Repeat the material exactly as it appears.

[START OF Materials provided]

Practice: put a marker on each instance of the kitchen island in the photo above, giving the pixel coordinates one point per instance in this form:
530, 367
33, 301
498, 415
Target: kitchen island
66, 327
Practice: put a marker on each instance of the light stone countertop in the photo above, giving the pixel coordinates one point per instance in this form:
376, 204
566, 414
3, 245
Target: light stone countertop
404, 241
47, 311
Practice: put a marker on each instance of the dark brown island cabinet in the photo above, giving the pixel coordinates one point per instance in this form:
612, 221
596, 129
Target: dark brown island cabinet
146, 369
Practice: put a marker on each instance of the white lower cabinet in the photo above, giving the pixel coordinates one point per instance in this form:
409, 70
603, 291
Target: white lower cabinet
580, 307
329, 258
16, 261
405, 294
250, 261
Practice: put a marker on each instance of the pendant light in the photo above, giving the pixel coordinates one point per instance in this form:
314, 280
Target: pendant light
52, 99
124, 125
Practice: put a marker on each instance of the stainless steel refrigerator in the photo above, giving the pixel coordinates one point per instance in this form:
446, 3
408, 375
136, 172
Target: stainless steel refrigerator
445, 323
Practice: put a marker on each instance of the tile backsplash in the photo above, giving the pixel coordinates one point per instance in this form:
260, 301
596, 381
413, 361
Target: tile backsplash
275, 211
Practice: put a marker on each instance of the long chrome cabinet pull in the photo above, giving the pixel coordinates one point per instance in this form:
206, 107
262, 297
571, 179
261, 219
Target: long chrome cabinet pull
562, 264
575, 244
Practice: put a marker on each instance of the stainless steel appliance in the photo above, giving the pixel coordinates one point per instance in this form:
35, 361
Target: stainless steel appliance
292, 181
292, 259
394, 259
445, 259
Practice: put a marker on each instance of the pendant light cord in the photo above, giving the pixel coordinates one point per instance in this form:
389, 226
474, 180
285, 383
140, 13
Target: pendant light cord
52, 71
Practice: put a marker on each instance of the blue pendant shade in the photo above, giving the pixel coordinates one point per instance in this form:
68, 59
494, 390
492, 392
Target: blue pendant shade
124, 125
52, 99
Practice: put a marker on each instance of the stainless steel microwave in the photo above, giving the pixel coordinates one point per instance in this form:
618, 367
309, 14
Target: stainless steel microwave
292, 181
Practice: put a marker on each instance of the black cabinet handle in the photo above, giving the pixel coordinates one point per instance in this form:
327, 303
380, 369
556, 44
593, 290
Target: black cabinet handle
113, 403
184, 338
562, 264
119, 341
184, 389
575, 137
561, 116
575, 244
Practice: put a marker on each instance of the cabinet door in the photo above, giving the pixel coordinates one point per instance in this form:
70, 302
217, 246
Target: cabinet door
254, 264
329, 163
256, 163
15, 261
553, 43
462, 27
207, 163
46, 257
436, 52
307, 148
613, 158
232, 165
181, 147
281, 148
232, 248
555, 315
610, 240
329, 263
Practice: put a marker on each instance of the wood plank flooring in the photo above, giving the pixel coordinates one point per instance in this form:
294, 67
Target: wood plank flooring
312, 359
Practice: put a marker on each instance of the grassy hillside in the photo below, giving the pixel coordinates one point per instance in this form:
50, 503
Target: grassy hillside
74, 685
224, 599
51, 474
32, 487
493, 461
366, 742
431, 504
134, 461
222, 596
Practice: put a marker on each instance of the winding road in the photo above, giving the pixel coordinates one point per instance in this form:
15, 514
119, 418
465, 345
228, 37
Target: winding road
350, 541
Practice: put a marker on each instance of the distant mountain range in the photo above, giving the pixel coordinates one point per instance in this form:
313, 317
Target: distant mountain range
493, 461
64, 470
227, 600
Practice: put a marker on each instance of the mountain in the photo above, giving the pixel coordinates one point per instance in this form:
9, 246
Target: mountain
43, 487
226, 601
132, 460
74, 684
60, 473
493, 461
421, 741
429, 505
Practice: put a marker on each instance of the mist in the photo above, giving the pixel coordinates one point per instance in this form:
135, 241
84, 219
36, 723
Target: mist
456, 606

[END OF Materials provided]

■ **Expected answer**
Practice: put a marker on each instance of the kitchen island in the photo above, giving the pixel coordinates one point per instance in this form:
530, 367
33, 301
498, 415
Target: kitchen island
66, 327
Practice: put a marker on each instance of the light stone countertop in the photo above, giving the pixel coordinates one point per instance in this form:
376, 204
566, 414
3, 245
Target: light stone countertop
404, 241
47, 311
Practice: put a marker on each instance of the dark brown island cabinet in the photo above, giving the pixel coordinates one point per instance in this form:
612, 221
596, 129
Target: dark brown island cabinet
146, 369
Practice: put a marker on each instance of the white lower cabinet in the photo above, giving the pixel coordinates one point per instance in this form:
409, 70
603, 291
Target: white lower cabinet
580, 307
329, 258
16, 261
405, 294
250, 261
Practice: put a marker on each instance of the pendant light in the photo above, giving the pixel coordinates one point per instance in this form:
314, 280
Target: pendant light
52, 99
124, 125
Practice: put a marker on each instance of the stainless steel refrigerator in the photo above, giving the pixel coordinates one point per instance in this form:
446, 3
408, 375
136, 172
Target: stainless steel refrigerator
445, 323
Practice: put a marker on each instance of the tile backsplash in the photo above, giving the pixel coordinates one point per instance in this form:
260, 301
596, 381
413, 361
Target: tile backsplash
275, 211
Practice: put a marker on each instance of the long chrome cabinet pull in the photo above, giving the pixel coordinates one point per instance in this form:
206, 107
262, 297
571, 179
261, 219
Target: long chrome cabinet pull
562, 264
575, 244
Practice: put a marker on each instance of the stainless steel appliance in the photo above, giving the pixel coordinates one point per instance in this form:
35, 361
Target: stainless steel appliance
292, 181
292, 259
394, 259
445, 259
Practice: put a marker on each instance of the pendant light cord in the photo above, giving the pixel coordinates one point per instance in this form:
389, 226
474, 180
285, 383
140, 13
Target: pendant light cord
52, 71
Practice: put a marker on each instance of the blue pendant shade in the photo above, giving the pixel coordinates one point per instance in this form:
68, 59
494, 390
492, 392
Target: blue pendant shade
124, 125
52, 99
Practice: put a marker on each instance of the stainless steel microwave in the photo above, giving the pixel coordinates one point per instance in this form:
618, 367
309, 14
Target: stainless steel microwave
292, 181
Practice: put a marker on each instance of the black cabinet handle in the photo above, giving the pixel coordinates one point per instance in this form:
327, 303
380, 369
556, 44
593, 290
Target: black cabinet handle
113, 403
184, 338
562, 264
119, 341
184, 389
575, 137
561, 116
575, 244
Practice: put a marker on each instance of the cabinet door in the photo above, giving the pixel coordinates one point per instance in this form:
70, 302
217, 246
Target: cabinet door
254, 264
329, 163
256, 163
15, 261
553, 43
462, 27
207, 163
46, 257
436, 52
307, 148
613, 158
232, 165
181, 147
281, 148
232, 248
555, 315
610, 240
329, 263
Practice: put a marker on each instance of the wood plank flooring in the photo above, giving the pixel coordinates one point per instance in this form:
294, 67
Target: wood plank flooring
312, 359
Practice: put a marker on each instance of the grassy hillside in the photo below, giving the pixel coordinates one point per instance in this form:
50, 503
Target: grassy hillside
74, 685
224, 599
51, 474
32, 487
493, 461
366, 742
431, 504
134, 461
222, 596
Practice: put a marker on each instance of the winding road in the photo above, giving the pixel coordinates one point per instance in this form:
15, 514
119, 418
465, 345
228, 37
Target: winding road
350, 541
Practice: put a marker on each instance of the distant mountain range in the photo above, giving the pixel coordinates one point per instance in this form:
313, 317
Target: distant mountain range
493, 461
64, 470
227, 600
Practice: put a marker on each instance of the mountain in the photo above, giving the pixel coordinates one point per instance in this form:
9, 246
Target: mountain
43, 487
226, 601
132, 460
74, 684
60, 473
493, 461
421, 741
429, 505
Practice: put a marker on each instance of the mist in the photo above, giving the pixel coordinates one point per instance in this form:
135, 241
84, 219
36, 723
Target: mist
456, 606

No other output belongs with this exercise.